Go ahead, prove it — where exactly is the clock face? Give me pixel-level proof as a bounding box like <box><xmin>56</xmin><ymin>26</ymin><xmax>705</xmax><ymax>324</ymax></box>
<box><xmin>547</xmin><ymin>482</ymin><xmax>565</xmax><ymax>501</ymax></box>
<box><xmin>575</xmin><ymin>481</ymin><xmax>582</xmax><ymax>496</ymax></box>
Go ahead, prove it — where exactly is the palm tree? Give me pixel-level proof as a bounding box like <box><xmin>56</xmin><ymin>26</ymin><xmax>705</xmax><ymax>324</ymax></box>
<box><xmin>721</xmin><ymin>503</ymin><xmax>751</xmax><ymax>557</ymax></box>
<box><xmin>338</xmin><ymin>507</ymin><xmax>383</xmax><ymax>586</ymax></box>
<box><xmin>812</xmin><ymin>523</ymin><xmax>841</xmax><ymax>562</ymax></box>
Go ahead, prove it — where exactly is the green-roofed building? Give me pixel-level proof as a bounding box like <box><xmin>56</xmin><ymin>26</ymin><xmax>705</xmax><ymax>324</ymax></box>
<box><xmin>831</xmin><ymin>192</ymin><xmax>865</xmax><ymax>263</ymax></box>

---

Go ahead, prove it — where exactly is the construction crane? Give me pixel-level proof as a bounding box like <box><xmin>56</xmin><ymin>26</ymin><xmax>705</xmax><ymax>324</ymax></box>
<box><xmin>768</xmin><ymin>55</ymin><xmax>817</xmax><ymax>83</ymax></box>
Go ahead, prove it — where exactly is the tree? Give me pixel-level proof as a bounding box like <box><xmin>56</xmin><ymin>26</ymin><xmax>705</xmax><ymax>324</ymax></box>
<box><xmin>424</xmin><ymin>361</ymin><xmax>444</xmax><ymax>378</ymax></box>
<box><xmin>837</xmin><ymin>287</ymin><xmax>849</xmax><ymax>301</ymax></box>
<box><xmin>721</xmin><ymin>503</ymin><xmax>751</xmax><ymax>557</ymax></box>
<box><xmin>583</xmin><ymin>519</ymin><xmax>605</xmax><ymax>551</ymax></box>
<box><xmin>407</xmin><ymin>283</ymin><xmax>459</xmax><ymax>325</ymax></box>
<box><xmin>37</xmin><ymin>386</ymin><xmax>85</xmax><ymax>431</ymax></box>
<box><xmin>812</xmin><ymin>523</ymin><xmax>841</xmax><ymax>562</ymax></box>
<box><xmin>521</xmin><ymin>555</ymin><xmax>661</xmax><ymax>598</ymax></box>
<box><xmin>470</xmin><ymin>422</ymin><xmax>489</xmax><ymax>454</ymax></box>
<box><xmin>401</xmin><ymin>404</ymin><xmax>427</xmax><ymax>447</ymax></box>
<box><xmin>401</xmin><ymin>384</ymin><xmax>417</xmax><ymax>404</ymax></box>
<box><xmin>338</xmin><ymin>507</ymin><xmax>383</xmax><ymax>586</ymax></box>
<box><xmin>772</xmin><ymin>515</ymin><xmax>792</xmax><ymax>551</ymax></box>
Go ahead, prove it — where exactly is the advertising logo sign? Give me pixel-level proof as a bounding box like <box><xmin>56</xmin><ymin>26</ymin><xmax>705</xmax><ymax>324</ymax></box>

...

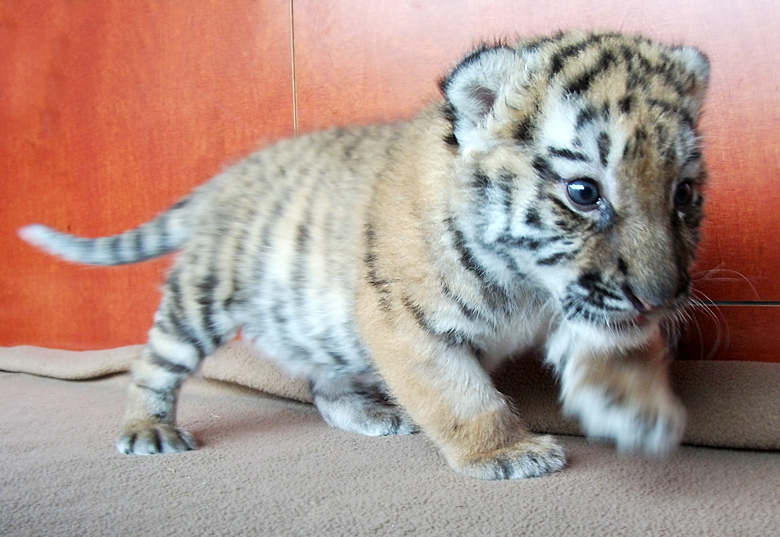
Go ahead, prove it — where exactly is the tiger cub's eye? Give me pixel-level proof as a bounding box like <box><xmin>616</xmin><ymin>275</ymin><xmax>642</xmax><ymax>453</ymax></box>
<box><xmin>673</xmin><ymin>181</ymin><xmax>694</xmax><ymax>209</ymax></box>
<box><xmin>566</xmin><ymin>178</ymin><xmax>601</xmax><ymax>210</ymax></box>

Problem description -
When the line with "Go ahead, prove it — where exactly is the tree?" is reached in the data above, begin copying, and stop after the line with "Go ahead, prove it — where exactly is the advertising"; copy each line exactly, both ends included.

Task solution -
Go ahead, prove it — where exactly is the tree? Give me pixel-level proof as a bounding box like <box><xmin>56</xmin><ymin>26</ymin><xmax>705</xmax><ymax>324</ymax></box>
<box><xmin>424</xmin><ymin>361</ymin><xmax>444</xmax><ymax>378</ymax></box>
<box><xmin>837</xmin><ymin>287</ymin><xmax>849</xmax><ymax>301</ymax></box>
<box><xmin>721</xmin><ymin>503</ymin><xmax>751</xmax><ymax>557</ymax></box>
<box><xmin>583</xmin><ymin>519</ymin><xmax>605</xmax><ymax>551</ymax></box>
<box><xmin>407</xmin><ymin>283</ymin><xmax>459</xmax><ymax>325</ymax></box>
<box><xmin>37</xmin><ymin>386</ymin><xmax>85</xmax><ymax>431</ymax></box>
<box><xmin>812</xmin><ymin>523</ymin><xmax>841</xmax><ymax>562</ymax></box>
<box><xmin>521</xmin><ymin>555</ymin><xmax>661</xmax><ymax>598</ymax></box>
<box><xmin>470</xmin><ymin>422</ymin><xmax>489</xmax><ymax>454</ymax></box>
<box><xmin>401</xmin><ymin>404</ymin><xmax>427</xmax><ymax>447</ymax></box>
<box><xmin>401</xmin><ymin>384</ymin><xmax>417</xmax><ymax>404</ymax></box>
<box><xmin>338</xmin><ymin>507</ymin><xmax>383</xmax><ymax>586</ymax></box>
<box><xmin>772</xmin><ymin>515</ymin><xmax>792</xmax><ymax>551</ymax></box>
Go ahead, prove it — where exactly is the advertising logo sign? Give me pixel-level proof as a bounding box like <box><xmin>56</xmin><ymin>26</ymin><xmax>705</xmax><ymax>324</ymax></box>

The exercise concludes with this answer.